Referring expression data:
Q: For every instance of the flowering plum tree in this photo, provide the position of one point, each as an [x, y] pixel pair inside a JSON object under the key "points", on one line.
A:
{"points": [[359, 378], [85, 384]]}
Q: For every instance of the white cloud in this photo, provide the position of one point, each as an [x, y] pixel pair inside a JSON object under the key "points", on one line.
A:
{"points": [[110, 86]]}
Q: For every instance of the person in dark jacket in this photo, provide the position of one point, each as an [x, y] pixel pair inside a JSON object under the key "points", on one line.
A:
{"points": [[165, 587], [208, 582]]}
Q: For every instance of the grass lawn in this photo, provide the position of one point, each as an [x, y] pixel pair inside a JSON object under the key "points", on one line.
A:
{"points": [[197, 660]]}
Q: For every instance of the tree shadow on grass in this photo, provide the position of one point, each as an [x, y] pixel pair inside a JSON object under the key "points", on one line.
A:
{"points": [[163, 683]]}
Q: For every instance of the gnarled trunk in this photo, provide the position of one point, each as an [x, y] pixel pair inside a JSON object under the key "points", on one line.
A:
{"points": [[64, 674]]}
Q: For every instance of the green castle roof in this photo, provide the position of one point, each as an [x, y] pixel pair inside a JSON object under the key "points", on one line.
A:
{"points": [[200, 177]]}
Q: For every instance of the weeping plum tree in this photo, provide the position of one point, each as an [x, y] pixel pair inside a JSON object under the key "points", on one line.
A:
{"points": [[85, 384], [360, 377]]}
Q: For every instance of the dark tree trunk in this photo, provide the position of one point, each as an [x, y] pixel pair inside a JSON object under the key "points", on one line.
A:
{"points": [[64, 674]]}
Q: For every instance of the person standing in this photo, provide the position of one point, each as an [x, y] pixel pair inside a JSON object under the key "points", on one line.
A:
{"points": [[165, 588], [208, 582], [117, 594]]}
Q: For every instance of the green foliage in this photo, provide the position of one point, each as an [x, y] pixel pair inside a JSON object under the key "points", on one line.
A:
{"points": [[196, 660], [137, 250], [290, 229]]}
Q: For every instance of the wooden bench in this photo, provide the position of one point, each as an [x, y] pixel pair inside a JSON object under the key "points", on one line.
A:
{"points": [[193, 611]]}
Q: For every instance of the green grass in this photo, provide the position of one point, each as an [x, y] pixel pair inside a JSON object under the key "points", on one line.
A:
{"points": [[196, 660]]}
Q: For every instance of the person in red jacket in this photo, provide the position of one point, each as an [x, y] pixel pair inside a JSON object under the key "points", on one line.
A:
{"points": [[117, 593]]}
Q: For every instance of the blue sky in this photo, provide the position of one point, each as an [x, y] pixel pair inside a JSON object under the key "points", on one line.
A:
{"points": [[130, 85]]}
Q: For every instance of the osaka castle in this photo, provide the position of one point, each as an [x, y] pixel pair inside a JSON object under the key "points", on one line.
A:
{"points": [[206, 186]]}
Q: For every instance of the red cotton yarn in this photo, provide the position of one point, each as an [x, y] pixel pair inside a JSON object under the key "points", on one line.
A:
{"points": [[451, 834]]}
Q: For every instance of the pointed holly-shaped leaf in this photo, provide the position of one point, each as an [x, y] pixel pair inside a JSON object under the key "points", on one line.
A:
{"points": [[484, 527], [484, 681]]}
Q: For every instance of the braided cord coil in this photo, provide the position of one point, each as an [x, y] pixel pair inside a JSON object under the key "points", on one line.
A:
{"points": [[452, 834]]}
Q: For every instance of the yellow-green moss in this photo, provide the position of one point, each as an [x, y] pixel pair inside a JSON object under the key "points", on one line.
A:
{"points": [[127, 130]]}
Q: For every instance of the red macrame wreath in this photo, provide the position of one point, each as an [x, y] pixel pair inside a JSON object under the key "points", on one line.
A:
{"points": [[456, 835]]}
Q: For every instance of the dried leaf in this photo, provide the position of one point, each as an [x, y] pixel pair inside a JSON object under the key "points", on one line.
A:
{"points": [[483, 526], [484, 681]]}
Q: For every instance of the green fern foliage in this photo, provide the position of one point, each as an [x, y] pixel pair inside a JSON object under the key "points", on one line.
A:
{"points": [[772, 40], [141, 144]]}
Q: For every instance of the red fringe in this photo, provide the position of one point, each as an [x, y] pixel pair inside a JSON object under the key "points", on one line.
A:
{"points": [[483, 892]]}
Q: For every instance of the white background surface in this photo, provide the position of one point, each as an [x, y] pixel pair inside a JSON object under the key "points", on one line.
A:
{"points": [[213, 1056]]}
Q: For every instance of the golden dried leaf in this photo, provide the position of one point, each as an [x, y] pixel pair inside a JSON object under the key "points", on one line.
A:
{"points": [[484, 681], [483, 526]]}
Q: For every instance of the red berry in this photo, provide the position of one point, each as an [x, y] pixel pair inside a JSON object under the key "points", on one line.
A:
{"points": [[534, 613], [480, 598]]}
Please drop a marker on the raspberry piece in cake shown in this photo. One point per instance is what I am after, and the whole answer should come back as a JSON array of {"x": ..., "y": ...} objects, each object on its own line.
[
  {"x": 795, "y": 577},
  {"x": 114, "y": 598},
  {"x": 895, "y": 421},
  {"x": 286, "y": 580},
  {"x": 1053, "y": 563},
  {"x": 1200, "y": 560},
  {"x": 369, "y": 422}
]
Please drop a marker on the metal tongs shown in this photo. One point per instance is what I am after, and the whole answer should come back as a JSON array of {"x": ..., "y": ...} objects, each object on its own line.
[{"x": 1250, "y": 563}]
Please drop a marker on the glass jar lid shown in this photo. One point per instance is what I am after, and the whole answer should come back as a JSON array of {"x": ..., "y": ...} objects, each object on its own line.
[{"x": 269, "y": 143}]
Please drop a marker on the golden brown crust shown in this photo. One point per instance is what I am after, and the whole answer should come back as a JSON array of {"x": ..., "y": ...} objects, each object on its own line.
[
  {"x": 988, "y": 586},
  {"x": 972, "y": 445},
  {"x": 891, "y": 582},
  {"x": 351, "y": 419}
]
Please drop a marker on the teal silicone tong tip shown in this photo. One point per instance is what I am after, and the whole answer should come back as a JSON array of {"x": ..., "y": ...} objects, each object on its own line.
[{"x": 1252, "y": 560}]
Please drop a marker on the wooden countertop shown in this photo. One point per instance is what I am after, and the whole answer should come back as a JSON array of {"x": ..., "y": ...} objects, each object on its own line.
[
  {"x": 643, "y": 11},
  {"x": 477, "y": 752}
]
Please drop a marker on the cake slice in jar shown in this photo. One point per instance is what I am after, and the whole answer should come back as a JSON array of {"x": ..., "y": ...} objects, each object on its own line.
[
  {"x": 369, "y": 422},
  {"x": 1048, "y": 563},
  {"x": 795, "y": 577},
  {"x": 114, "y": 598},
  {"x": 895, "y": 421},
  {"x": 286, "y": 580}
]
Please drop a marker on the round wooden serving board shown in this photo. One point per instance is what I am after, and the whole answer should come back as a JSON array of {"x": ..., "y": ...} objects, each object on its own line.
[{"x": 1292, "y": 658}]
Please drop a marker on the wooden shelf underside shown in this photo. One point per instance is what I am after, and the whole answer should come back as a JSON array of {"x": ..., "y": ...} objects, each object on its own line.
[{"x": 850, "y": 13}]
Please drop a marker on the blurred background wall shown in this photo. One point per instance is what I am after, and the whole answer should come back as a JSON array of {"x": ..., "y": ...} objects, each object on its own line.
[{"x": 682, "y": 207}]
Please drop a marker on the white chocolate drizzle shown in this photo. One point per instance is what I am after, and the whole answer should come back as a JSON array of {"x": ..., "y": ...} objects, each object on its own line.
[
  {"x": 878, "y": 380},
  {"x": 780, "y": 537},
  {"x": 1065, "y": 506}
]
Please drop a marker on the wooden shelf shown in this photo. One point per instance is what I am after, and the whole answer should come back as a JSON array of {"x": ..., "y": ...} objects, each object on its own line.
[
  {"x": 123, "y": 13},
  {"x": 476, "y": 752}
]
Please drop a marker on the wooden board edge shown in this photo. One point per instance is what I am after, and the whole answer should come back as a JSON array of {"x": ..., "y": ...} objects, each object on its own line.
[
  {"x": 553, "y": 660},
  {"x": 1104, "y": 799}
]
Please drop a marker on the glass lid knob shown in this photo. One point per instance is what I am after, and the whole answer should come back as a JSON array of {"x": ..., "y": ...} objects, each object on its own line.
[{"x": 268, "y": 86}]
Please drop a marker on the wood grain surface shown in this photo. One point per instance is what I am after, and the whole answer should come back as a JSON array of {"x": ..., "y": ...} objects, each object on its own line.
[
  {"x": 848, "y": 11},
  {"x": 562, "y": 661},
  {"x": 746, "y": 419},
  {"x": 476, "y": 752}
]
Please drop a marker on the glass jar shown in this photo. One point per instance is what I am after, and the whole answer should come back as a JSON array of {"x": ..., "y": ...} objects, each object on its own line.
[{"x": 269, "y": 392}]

Your goal: Only the lines with "green" are needed; find them in the records and copy each one.

Finished task:
Q: For every instance of the green castle roof in this photo, provide the position of one point, each as an [x, y] pixel pair inside a JSON object under the key "points", on one line.
Q: For every instance of the green foliage in this photo, provide the position of one point, each as an [x, y] pixel pair inside a JSON object under the key "points", on one line.
Q: For every instance of the green grass in this photo, provide the position of one point, each as an [x, y] pixel pair inside a JSON object under the key "points", on one line.
Q: For every instance of the yellow-green moss in this photo, provide the position of one point, each as an [x, y] pixel pair inside a JSON object under the key "points", on one line.
Q: For every instance of the green fern foliage in this photo, provide the position of one point, each as an [x, y] pixel pair inside a JSON object under the key "points", on one line.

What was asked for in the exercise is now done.